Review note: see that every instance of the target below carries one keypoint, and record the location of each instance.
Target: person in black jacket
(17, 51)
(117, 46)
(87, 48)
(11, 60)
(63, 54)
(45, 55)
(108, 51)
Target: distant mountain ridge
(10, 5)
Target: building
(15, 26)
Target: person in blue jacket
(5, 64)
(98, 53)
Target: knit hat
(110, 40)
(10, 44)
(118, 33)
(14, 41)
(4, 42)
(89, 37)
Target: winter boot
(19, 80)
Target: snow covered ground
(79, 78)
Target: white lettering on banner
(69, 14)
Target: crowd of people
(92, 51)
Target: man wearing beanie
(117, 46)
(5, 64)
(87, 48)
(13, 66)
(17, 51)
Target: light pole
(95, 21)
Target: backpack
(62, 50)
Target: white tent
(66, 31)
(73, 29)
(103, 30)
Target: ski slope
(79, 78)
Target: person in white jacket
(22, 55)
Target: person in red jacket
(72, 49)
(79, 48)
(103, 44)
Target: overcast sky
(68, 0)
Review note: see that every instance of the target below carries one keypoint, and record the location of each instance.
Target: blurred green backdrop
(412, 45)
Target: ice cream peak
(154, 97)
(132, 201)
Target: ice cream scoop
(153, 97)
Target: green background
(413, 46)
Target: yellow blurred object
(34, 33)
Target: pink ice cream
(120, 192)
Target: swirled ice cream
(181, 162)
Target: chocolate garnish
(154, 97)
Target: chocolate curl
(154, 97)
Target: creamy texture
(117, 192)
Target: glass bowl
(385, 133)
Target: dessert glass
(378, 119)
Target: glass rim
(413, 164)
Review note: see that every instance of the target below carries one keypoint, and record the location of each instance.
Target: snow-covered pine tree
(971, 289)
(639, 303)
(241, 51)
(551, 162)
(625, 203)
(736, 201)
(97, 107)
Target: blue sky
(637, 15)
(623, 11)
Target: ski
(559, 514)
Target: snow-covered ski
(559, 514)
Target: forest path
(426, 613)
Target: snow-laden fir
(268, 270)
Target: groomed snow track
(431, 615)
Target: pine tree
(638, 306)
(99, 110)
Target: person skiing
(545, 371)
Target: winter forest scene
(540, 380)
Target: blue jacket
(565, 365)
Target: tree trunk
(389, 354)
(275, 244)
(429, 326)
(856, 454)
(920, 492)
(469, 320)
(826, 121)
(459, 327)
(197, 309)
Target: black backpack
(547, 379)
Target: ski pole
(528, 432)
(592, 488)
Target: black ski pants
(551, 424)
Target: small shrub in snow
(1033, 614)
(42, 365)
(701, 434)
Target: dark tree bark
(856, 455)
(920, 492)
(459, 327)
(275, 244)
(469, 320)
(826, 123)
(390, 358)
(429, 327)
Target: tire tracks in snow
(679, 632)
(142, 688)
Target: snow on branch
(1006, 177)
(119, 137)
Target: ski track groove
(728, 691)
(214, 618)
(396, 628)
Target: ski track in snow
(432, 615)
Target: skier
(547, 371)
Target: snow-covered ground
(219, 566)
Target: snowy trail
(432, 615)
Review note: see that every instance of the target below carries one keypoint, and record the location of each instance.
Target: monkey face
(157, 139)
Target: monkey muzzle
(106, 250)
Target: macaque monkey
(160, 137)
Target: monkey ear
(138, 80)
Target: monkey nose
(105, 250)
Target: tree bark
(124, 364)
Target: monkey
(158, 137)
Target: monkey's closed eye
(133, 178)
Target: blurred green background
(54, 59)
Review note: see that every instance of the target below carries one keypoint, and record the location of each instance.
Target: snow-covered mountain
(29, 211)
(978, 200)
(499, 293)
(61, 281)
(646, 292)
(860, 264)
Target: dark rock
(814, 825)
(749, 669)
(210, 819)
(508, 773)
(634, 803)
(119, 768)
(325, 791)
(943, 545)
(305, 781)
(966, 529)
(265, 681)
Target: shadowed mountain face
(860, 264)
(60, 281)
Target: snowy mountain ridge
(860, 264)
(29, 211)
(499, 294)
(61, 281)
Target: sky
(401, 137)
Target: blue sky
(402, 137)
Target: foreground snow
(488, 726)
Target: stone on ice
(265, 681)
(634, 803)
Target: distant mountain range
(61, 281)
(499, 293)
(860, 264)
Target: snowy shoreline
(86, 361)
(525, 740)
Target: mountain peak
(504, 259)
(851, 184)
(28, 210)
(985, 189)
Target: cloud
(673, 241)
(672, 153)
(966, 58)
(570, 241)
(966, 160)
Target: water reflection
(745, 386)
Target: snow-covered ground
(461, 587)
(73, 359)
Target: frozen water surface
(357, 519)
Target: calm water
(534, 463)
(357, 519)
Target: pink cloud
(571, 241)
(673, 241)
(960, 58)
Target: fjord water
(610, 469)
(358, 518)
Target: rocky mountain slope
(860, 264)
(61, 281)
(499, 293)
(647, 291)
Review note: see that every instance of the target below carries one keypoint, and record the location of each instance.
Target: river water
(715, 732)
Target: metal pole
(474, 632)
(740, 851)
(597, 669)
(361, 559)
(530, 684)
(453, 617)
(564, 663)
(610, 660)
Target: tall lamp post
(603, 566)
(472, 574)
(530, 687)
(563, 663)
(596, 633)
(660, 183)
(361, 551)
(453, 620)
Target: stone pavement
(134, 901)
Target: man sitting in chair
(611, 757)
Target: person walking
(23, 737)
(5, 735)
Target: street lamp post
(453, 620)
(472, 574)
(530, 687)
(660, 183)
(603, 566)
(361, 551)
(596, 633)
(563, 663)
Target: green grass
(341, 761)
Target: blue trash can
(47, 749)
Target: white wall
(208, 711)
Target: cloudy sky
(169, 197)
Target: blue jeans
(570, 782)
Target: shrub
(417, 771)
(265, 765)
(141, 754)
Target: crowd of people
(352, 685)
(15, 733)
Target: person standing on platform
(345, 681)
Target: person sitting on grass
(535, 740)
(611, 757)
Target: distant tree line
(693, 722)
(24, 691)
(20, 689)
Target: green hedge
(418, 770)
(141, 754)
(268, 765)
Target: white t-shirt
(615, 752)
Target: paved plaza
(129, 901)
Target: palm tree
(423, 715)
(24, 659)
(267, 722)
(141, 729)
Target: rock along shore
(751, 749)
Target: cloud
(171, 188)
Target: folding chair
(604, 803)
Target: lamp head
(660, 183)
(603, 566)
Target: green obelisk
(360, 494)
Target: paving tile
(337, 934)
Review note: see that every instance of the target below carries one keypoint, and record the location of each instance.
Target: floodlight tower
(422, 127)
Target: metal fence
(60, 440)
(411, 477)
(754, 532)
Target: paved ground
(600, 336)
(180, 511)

━━━━━━━━

_WHAT TO DO_:
Return the material in full, exactly as shown.

_TASK ANSWER_:
Review note: see that every instance of the target below carries one keypoint, and record the location of each instance.
Target: person in black jacket
(17, 51)
(117, 46)
(87, 48)
(11, 60)
(63, 54)
(45, 55)
(108, 51)
Target: distant mountain ridge
(10, 5)
Target: building
(15, 26)
Target: person in blue jacket
(5, 64)
(98, 53)
Target: knit hat
(110, 40)
(10, 44)
(118, 33)
(14, 41)
(4, 42)
(89, 37)
Target: winter boot
(19, 80)
Target: snow covered ground
(79, 78)
Target: white lettering on banner
(69, 14)
Target: crowd of people
(92, 51)
Target: man wearing beanie
(117, 46)
(5, 64)
(87, 48)
(13, 66)
(17, 51)
Target: light pole
(95, 21)
Target: backpack
(62, 50)
Target: white tent
(66, 31)
(73, 29)
(103, 30)
Target: ski slope
(79, 78)
Target: person in white jacket
(22, 55)
Target: person in red jacket
(72, 49)
(79, 48)
(103, 44)
Target: overcast sky
(68, 0)
Review note: see that every instance of the target below carries one keypoint, and record the location of each instance.
Target: blurred green backdrop
(412, 45)
Target: ice cream peak
(154, 97)
(132, 201)
Target: ice cream scoop
(153, 97)
Target: green background
(413, 46)
Target: yellow blurred object
(34, 33)
Target: pink ice cream
(120, 192)
Target: swirled ice cream
(181, 162)
Target: chocolate garnish
(154, 97)
Target: chocolate curl
(154, 97)
Target: creamy texture
(117, 192)
Target: glass bowl
(385, 133)
Target: dessert glass
(378, 119)
Target: glass rim
(413, 164)
Review note: see that every instance of the target below carries one keypoint, and record the location of each instance.
Target: snow-covered pine tree
(971, 289)
(639, 303)
(241, 51)
(551, 162)
(625, 203)
(736, 201)
(97, 107)
Target: blue sky
(637, 15)
(623, 11)
Target: ski
(559, 514)
Target: snow-covered ski
(559, 514)
Target: forest path
(426, 613)
Target: snow-laden fir
(268, 270)
Target: groomed snow track
(431, 615)
Target: pine tree
(638, 306)
(99, 110)
Target: person skiing
(545, 371)
Target: winter forest scene
(540, 380)
Target: blue jacket
(565, 365)
Target: tree trunk
(389, 354)
(275, 244)
(429, 326)
(856, 454)
(920, 492)
(469, 320)
(826, 121)
(459, 327)
(197, 309)
Target: black backpack
(547, 379)
Target: ski pole
(528, 432)
(592, 488)
Target: black ski pants
(551, 424)
Target: small shrub in snow
(1033, 614)
(42, 365)
(701, 434)
Target: dark tree bark
(856, 455)
(920, 492)
(459, 327)
(275, 244)
(469, 320)
(826, 123)
(390, 358)
(429, 327)
Target: tire tracks in snow
(679, 632)
(142, 688)
Target: snow on branch
(1006, 177)
(119, 137)
Target: ski track groove
(728, 691)
(214, 618)
(396, 628)
Target: ski track in snow
(432, 615)
Target: skier
(547, 371)
Target: snow-covered ground
(219, 566)
Target: snowy trail
(432, 615)
Review note: see that every instance of the target below carries one keypoint, and record the location of each instance.
Target: monkey face
(157, 139)
Target: monkey muzzle
(106, 250)
Target: macaque monkey
(160, 137)
Target: monkey ear
(138, 80)
Target: monkey nose
(105, 250)
Target: tree bark
(124, 364)
Target: monkey
(158, 137)
Target: monkey's closed eye
(133, 178)
Target: blurred green background
(54, 59)
Review note: see that every instance of the target below carries one keypoint, and record the location of each instance.
Target: snow-covered mountain
(29, 211)
(978, 200)
(499, 293)
(61, 281)
(646, 292)
(860, 264)
Target: dark rock
(814, 825)
(749, 669)
(210, 819)
(508, 773)
(634, 803)
(119, 768)
(325, 791)
(943, 545)
(305, 781)
(966, 529)
(265, 681)
Target: shadowed mountain face
(860, 264)
(60, 281)
Target: snowy mountain ridge
(860, 264)
(29, 211)
(499, 294)
(61, 281)
Target: sky
(401, 137)
Target: blue sky
(402, 137)
Target: foreground snow
(488, 726)
Target: stone on ice
(265, 681)
(634, 803)
Target: distant mountain range
(61, 281)
(499, 293)
(860, 264)
Target: snowy shoreline
(86, 361)
(525, 740)
Target: mountain peak
(504, 259)
(851, 184)
(28, 210)
(985, 189)
Target: cloud
(673, 241)
(672, 153)
(966, 58)
(570, 241)
(966, 160)
Target: water reflection
(745, 386)
Target: snow-covered ground
(461, 587)
(73, 359)
Target: frozen water surface
(357, 519)
Target: calm water
(534, 463)
(357, 519)
Target: pink cloud
(571, 241)
(673, 241)
(960, 58)
Target: fjord water
(610, 469)
(358, 518)
Target: rocky mountain slope
(860, 264)
(61, 281)
(499, 293)
(647, 291)
Review note: see that every instance of the target below carries one keypoint, and record the location of each instance.
Target: river water
(715, 732)
Target: metal pole
(474, 632)
(740, 851)
(597, 669)
(361, 559)
(530, 684)
(453, 617)
(564, 663)
(610, 660)
Target: tall lamp post
(603, 566)
(472, 574)
(530, 687)
(563, 663)
(596, 633)
(660, 183)
(361, 551)
(453, 620)
Target: stone pavement
(134, 901)
Target: man sitting in chair
(611, 757)
Target: person walking
(23, 737)
(5, 735)
Target: street lamp post
(453, 620)
(472, 574)
(530, 687)
(660, 183)
(603, 566)
(361, 551)
(596, 633)
(563, 663)
Target: green grass
(341, 761)
Target: blue trash can
(47, 749)
Target: white wall
(208, 711)
Target: cloudy sky
(169, 197)
Target: blue jeans
(570, 782)
Target: shrub
(417, 771)
(265, 765)
(141, 754)
Target: crowd of people
(352, 685)
(15, 733)
Target: person standing on platform
(345, 681)
Target: person sitting on grass
(535, 740)
(611, 757)
Target: distant tree line
(693, 722)
(24, 691)
(20, 689)
Target: green hedge
(418, 770)
(141, 754)
(268, 765)
Target: white t-shirt
(615, 752)
Target: paved plaza
(129, 901)
Target: palm tree
(423, 715)
(24, 659)
(267, 722)
(141, 729)
Target: rock along shore
(751, 749)
Target: cloud
(171, 188)
Target: folding chair
(604, 803)
Target: lamp head
(660, 183)
(603, 566)
Target: green obelisk
(360, 494)
Target: paving tile
(337, 934)
Review note: see that every instance of the target below carries one keypoint, and record the location of each instance.
Target: floodlight tower
(422, 127)
Target: metal fence
(60, 440)
(411, 477)
(754, 532)
Target: paved ground
(600, 336)
(180, 511)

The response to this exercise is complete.